▸ **What the exercise asks**
Arrange all of the material below as a JSON list of strings, with one string for each line and blank lines omitted. Leave the pictures out of your answer.

(Collected data)
---------------
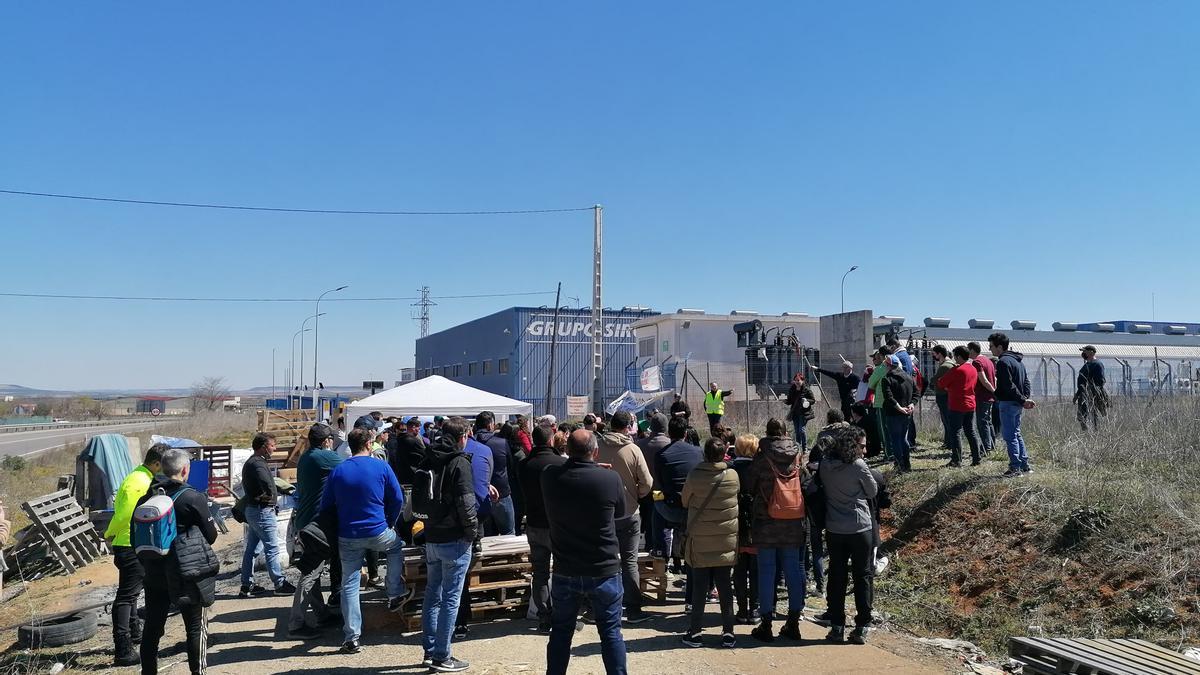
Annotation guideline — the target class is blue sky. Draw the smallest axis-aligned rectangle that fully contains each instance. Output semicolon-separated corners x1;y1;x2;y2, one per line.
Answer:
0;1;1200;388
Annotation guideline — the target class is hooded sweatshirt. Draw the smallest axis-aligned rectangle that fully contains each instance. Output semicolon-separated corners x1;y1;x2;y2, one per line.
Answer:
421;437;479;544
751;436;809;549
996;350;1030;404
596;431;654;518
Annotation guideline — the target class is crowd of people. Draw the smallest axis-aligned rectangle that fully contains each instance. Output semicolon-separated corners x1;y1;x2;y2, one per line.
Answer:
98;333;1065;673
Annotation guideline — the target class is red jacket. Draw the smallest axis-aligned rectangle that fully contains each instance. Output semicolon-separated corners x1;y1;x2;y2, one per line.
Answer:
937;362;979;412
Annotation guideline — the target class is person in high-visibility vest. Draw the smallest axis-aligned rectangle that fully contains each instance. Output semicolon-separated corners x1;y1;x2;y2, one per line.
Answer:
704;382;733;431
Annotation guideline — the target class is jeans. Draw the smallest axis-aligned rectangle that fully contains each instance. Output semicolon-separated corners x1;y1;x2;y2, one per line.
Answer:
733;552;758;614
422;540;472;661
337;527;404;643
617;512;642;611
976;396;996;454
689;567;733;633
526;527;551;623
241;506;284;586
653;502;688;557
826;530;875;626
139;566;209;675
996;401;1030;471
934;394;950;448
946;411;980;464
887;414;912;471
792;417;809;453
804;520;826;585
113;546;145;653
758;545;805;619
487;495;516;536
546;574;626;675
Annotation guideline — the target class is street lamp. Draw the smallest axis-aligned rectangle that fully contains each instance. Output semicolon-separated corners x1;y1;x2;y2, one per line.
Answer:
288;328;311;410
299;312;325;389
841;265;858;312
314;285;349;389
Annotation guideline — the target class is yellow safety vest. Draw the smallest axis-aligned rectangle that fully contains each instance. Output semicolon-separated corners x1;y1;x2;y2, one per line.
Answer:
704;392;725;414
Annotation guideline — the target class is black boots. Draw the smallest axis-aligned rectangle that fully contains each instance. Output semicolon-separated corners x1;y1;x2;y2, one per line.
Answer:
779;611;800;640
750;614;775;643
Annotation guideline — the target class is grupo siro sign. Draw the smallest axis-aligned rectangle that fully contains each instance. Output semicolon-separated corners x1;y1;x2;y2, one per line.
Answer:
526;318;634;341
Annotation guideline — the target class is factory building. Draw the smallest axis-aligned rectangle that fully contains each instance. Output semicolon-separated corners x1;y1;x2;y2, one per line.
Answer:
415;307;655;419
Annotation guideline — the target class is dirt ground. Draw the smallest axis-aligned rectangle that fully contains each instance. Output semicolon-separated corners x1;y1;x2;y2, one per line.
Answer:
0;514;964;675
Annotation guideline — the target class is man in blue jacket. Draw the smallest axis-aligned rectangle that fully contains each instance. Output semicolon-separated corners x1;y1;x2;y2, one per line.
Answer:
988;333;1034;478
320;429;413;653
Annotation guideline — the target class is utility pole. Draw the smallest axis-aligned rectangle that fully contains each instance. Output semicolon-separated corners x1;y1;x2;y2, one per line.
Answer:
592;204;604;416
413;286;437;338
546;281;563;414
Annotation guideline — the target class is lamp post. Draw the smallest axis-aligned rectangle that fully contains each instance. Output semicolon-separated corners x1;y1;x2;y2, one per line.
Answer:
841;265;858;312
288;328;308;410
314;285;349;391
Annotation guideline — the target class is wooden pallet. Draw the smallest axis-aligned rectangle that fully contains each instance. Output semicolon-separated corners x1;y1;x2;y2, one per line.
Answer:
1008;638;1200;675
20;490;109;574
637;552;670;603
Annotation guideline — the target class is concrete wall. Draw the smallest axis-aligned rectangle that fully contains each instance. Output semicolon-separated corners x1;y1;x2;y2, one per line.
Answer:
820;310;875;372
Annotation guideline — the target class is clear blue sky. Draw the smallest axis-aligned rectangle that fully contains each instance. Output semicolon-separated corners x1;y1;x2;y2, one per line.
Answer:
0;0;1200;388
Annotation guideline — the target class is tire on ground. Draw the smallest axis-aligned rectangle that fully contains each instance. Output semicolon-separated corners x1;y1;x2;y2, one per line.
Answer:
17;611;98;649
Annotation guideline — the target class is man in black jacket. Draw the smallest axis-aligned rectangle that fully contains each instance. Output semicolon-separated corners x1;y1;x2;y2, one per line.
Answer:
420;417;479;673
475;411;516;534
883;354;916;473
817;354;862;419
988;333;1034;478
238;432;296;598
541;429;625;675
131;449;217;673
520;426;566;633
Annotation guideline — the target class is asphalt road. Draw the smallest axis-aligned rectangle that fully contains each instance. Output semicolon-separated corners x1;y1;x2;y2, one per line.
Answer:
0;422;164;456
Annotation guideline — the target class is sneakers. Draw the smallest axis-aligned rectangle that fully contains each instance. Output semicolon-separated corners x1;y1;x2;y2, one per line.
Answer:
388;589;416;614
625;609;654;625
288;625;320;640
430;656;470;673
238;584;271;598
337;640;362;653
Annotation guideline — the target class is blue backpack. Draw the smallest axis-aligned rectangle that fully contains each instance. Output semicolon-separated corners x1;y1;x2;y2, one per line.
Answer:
---------------
▸ **Answer for the task**
[
  "Annotation guideline — the target class is blue sky. Draw the smallest axis-aligned rectangle that fully contains each instance. Output semicolon-separated corners x1;y1;x2;y2, one per line.",
  "Answer:",
  "0;1;1200;388",
  "Annotation guideline — the target class is hooded sweatshirt. Draw the smallest axis-aligned rectangle that fully contains each instance. Output semicolon-separated corners x1;y1;x2;y2, one per line.",
  "Answer:",
  "421;437;479;544",
  "751;436;809;549",
  "996;350;1030;404",
  "596;431;654;518",
  "Annotation guideline — the target class is crowd of people. Draw the smallest axis-aligned rectangle that fully contains each instance. Output semicolon-separated corners x1;y1;x2;y2, one per line.",
  "Answer:",
  "98;333;1065;673",
  "Annotation guideline — the target class is red jacket. Draw the smallest axis-aligned rectangle that fully contains each instance. Output semicolon-separated corners x1;y1;x2;y2, one per line.",
  "Answer:",
  "937;362;979;412",
  "Annotation guideline — the target class is person in high-visibility vest. Draw the smallest axis-aligned rectangle that fully contains each instance. Output semicolon-separated corners x1;y1;x2;y2, one per line.",
  "Answer:",
  "704;382;733;431",
  "Annotation guideline — the target class is jeans. Draw the smallest axis-aligned rectangle that fully contains each instance. Output semicolon-separated corners x1;y1;x2;y2, one per line.",
  "Answer:",
  "733;552;758;614",
  "422;540;472;661",
  "337;527;404;643",
  "617;512;642;611",
  "976;396;996;454",
  "689;567;733;633",
  "526;527;551;623",
  "241;506;284;586",
  "653;502;688;557",
  "826;530;875;626",
  "139;566;209;675",
  "996;401;1030;471",
  "934;394;950;448",
  "946;411;980;464",
  "887;414;912;471",
  "792;417;809;453",
  "804;520;826;585",
  "113;546;145;653",
  "758;545;805;619",
  "487;495;516;536",
  "546;574;626;675",
  "Annotation guideline — the target class is street lamp. Draw the smallest axis-aligned rectangle that fully contains each instance. Output semicolon-separated corners x1;y1;x2;y2, one per line.",
  "Answer:",
  "288;328;311;410",
  "299;312;325;389",
  "841;265;858;312",
  "314;285;349;389",
  "Annotation guideline — the target class is yellow safety vest. Draw the smallest axis-aligned rectangle that fully contains each instance. Output semicolon-separated corners x1;y1;x2;y2, one per line.",
  "Answer:",
  "704;392;725;414",
  "Annotation guideline — the target class is black boots. Draw the smallest axis-aligned rectangle that fully contains each instance. Output semicolon-separated corners x1;y1;x2;y2, one per line.",
  "Answer:",
  "779;611;800;640",
  "750;614;775;643",
  "Annotation guideline — the target class is grupo siro sign. Draw the smallest axis-aligned rectangle that fully contains each instance. Output semicolon-separated corners x1;y1;x2;y2, one per line.",
  "Answer:",
  "526;318;634;341",
  "Annotation guideline — the target class is factory building. Draw the smallest axis-aligned rectangle that fully contains each instance. Output semicolon-separated corners x1;y1;x2;y2, one per line.",
  "Answer:",
  "415;307;655;419",
  "Annotation guideline — the target class is dirt ground. Draw the smallest axis-aligned rectangle that fully contains each instance. Output semicolon-separated corners x1;y1;x2;y2, one per line.",
  "Answer:",
  "0;514;964;675",
  "Annotation guideline — the target class is man in blue jacket. Draw the smallest axis-aligned rectangle that fully contains each instance. Output semicolon-separated corners x1;y1;x2;y2, one per line.",
  "Answer:",
  "988;333;1034;478",
  "320;429;413;653",
  "Annotation guideline — the target class is utility pole. Draw the smallest axis-aligned rectangle that fully contains each instance. Output semicolon-separated corners x1;y1;x2;y2, one per line.",
  "Answer:",
  "592;204;604;416",
  "413;286;437;338",
  "546;281;563;414",
  "Annotation guideline — the target class is lamp post. Draw the smallest axis-aligned rectangle that fully contains each instance. Output semicolon-separated corners x1;y1;x2;y2, one per line.",
  "Answer:",
  "841;265;858;312",
  "288;328;308;410",
  "314;285;349;391",
  "Annotation guideline — the target class is wooden pallet. Draw the smallest axis-aligned rectangle that fully contains each instance. Output semicolon-separated corners x1;y1;x2;y2, one per line.",
  "Answer:",
  "1008;638;1200;675",
  "20;490;109;574",
  "637;552;670;603",
  "Annotation guideline — the target class is concrete wall. Draw the smallest axis-aligned rectangle that fully contains each instance. Output semicolon-separated corners x1;y1;x2;y2, one per line.",
  "Answer:",
  "820;310;875;372",
  "Annotation guideline — the target class is clear blue sky. Draw the smallest axis-aligned rectangle that fully contains each instance. Output semicolon-separated corners x1;y1;x2;y2, one per line.",
  "Answer:",
  "0;0;1200;388",
  "Annotation guideline — the target class is tire on ground. Draw the smallest axis-aligned rectangle that fully contains each instance. Output semicolon-separated corners x1;y1;x2;y2, one per line.",
  "Answer:",
  "17;611;98;649",
  "Annotation guideline — the target class is man in black jacket. Draw the smallest axis-aligned rectangle that fully contains each instance. Output semicolon-separated corners x1;y1;x2;y2, one per line.",
  "Answer:",
  "420;417;479;673",
  "475;411;516;534",
  "883;354;916;473",
  "817;354;862;419",
  "988;333;1034;478",
  "238;432;296;598",
  "541;429;625;675",
  "131;449;217;673",
  "520;426;566;633",
  "Annotation guideline — the target class is asphalt road. Draw the smallest axis-aligned rectangle that fully contains each instance. Output semicolon-separated corners x1;y1;x2;y2, one per line.",
  "Answer:",
  "0;422;164;456",
  "Annotation guideline — the target class is sneakers. Draw the smallest axis-aligned rectangle that fully contains each instance. Output semicolon-separated corners x1;y1;x2;y2, one per line.",
  "Answer:",
  "388;589;416;614",
  "625;609;654;625",
  "288;625;320;640",
  "430;656;470;673",
  "238;584;271;598",
  "337;640;362;653",
  "Annotation guideline — the target class is blue backpack. Draw the smallest axis-aligned rectangle that fully contains each instance. Output semicolon-separated corners x1;y1;x2;y2, one per line.",
  "Answer:"
]